▶ WHAT YOU NEED TO DO
Report, from the records below, every line where the word "chin" appears.
BEGIN DATA PROVIDED
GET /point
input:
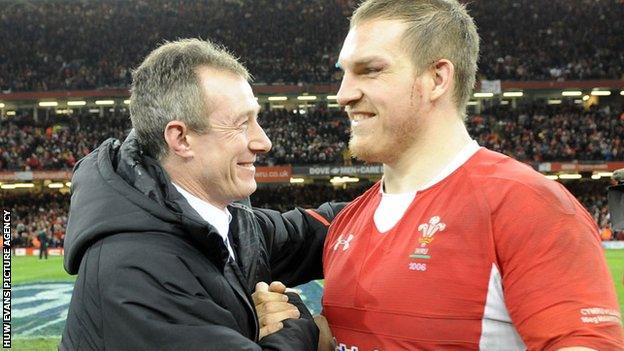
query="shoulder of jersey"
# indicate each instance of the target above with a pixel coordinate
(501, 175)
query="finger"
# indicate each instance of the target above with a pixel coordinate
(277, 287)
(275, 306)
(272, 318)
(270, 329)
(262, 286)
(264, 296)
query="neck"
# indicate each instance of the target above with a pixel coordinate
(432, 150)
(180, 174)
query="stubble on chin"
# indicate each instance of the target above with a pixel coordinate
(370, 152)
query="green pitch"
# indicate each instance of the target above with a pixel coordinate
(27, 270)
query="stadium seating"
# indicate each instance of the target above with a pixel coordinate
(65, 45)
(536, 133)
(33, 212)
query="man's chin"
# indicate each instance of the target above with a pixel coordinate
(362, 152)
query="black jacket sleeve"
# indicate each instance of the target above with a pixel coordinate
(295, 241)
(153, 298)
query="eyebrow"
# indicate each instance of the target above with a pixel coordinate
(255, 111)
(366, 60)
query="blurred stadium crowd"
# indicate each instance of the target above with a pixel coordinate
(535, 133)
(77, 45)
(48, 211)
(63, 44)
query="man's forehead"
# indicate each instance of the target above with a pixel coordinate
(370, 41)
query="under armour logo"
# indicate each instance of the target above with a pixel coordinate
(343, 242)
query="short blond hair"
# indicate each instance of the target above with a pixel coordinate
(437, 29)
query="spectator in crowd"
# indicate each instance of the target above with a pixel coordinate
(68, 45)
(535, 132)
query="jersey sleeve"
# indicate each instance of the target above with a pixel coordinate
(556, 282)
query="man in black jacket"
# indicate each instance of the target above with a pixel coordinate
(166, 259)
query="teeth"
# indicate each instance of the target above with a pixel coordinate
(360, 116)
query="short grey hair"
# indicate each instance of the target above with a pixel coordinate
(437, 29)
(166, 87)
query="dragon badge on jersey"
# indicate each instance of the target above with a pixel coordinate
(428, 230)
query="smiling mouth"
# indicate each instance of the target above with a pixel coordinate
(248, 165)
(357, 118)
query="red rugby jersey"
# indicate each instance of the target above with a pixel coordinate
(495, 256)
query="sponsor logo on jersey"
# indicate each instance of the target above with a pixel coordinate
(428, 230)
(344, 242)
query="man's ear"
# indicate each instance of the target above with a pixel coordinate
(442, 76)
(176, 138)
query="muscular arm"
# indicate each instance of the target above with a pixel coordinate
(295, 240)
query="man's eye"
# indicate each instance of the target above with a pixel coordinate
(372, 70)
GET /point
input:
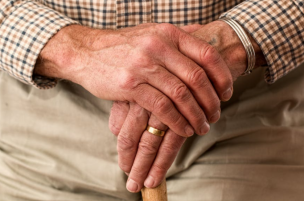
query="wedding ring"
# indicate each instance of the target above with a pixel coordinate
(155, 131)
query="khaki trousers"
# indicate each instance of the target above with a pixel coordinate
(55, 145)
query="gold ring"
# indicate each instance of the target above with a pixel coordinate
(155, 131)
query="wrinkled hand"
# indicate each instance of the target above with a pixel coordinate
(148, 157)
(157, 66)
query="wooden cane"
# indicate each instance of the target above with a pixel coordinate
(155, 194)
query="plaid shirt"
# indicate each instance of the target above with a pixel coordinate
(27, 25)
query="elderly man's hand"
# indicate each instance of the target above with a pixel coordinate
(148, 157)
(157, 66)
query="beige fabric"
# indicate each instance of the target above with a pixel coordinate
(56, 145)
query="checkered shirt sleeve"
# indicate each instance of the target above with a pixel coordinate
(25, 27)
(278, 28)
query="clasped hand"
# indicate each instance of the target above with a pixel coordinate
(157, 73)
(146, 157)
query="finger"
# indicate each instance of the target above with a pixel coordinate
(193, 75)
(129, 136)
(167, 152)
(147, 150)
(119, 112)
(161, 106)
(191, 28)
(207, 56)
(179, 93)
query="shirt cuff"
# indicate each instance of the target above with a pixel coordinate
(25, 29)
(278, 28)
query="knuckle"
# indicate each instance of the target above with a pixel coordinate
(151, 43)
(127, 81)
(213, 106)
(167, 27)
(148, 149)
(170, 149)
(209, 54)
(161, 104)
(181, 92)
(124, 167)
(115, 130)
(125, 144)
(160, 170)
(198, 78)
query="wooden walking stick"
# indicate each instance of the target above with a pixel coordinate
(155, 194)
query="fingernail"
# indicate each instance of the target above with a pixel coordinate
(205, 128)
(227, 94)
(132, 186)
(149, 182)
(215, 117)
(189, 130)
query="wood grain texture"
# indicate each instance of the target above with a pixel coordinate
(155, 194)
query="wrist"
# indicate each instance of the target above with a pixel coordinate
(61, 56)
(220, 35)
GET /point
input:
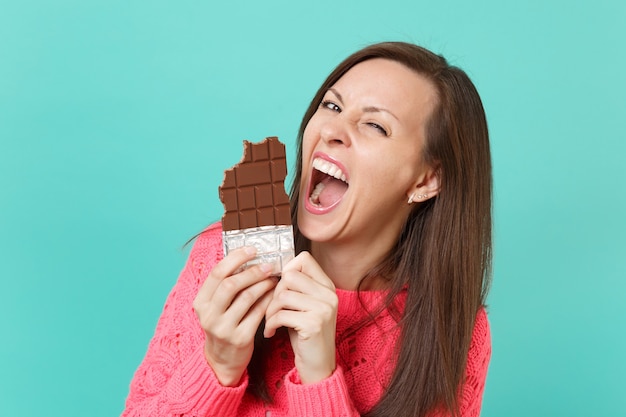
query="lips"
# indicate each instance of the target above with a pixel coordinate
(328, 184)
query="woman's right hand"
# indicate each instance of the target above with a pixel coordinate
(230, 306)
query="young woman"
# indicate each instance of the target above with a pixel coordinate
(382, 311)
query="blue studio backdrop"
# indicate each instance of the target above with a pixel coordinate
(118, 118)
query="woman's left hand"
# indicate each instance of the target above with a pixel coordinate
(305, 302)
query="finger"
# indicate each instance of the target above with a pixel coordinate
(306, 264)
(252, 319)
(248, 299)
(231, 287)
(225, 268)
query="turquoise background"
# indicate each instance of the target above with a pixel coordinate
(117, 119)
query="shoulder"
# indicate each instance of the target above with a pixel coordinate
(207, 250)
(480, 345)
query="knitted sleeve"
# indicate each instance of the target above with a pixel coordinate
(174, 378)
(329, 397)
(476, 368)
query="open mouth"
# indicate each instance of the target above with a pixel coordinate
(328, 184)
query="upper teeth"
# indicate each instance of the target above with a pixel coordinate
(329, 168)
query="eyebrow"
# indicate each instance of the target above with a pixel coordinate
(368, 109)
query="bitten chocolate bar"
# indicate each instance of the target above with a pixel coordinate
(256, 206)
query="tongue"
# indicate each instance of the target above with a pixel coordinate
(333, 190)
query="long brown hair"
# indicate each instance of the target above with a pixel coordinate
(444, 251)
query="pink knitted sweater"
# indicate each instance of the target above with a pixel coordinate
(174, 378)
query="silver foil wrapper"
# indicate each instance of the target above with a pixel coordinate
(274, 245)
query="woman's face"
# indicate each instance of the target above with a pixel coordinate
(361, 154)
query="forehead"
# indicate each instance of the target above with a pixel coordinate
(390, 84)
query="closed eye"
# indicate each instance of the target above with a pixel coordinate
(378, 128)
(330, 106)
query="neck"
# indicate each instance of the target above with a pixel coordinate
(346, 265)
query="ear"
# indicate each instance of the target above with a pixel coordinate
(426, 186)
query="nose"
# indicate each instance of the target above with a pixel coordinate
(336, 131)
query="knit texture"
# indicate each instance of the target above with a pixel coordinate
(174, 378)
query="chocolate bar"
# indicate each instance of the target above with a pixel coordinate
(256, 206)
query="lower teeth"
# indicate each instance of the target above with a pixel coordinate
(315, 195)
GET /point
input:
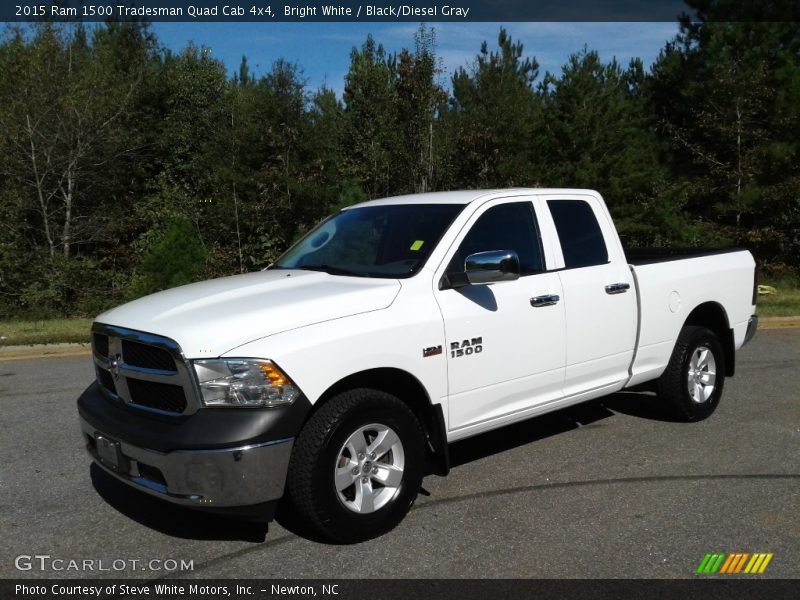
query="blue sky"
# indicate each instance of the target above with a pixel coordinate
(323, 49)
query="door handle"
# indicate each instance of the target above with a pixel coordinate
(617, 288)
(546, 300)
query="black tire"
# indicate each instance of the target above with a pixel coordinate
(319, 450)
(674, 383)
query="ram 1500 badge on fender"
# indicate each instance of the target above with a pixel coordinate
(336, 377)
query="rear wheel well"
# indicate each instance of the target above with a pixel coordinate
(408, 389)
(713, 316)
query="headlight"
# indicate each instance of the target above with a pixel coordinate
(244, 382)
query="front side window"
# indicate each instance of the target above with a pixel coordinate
END DATA PROVIDED
▶ WRITTEN REPLY
query="stubble on chin"
query="man's chin"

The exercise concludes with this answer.